Start of PROVIDED DATA

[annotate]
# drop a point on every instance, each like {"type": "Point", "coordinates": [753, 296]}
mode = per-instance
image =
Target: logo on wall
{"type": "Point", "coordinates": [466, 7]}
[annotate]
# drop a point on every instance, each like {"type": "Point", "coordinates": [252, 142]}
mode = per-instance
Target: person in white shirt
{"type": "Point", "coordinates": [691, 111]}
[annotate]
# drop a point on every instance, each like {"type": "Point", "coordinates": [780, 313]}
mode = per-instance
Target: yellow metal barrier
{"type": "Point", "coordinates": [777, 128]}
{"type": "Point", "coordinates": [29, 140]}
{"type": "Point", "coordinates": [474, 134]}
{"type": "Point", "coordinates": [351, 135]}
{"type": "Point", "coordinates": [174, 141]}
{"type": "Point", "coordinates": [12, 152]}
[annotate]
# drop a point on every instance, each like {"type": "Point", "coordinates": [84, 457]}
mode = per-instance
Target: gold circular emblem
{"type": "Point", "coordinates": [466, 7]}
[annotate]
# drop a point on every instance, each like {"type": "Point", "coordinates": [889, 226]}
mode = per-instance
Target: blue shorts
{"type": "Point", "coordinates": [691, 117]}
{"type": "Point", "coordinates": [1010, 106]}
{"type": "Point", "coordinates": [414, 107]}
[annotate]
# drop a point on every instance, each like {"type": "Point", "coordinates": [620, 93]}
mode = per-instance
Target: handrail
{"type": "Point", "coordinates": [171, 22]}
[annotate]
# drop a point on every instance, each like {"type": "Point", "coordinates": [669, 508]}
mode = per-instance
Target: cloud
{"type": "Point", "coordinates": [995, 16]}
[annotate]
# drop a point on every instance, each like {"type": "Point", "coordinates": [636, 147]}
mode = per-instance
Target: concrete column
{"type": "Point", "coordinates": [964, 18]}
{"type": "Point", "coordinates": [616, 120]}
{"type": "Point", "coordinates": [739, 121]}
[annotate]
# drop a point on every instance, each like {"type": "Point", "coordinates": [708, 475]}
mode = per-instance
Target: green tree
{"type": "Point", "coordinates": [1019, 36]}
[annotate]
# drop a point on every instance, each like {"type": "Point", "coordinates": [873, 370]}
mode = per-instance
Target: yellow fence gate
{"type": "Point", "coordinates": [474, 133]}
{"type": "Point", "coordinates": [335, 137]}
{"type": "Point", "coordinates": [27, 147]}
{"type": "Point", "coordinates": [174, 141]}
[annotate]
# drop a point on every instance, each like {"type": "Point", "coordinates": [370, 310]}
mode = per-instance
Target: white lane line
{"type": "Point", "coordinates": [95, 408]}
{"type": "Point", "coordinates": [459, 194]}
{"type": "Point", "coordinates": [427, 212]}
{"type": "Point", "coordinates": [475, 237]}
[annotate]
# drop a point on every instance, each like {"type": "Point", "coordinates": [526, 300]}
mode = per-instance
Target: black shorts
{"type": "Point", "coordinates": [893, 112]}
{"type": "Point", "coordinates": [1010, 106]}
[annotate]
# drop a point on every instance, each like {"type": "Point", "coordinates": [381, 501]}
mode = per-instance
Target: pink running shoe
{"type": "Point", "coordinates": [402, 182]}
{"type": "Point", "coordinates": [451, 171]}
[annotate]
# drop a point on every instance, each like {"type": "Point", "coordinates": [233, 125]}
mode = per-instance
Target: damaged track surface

End of PROVIDED DATA

**ABOUT THIS TASK**
From the line with "Target: pink running shoe" to the final line of the data above, please reproduce every line exactly and add nothing.

**RESPONSE AREA**
Target: pink running shoe
{"type": "Point", "coordinates": [402, 182]}
{"type": "Point", "coordinates": [451, 171]}
[annotate]
# drop a point on every instance, each like {"type": "Point", "coordinates": [233, 125]}
mode = per-instance
Target: damaged track surface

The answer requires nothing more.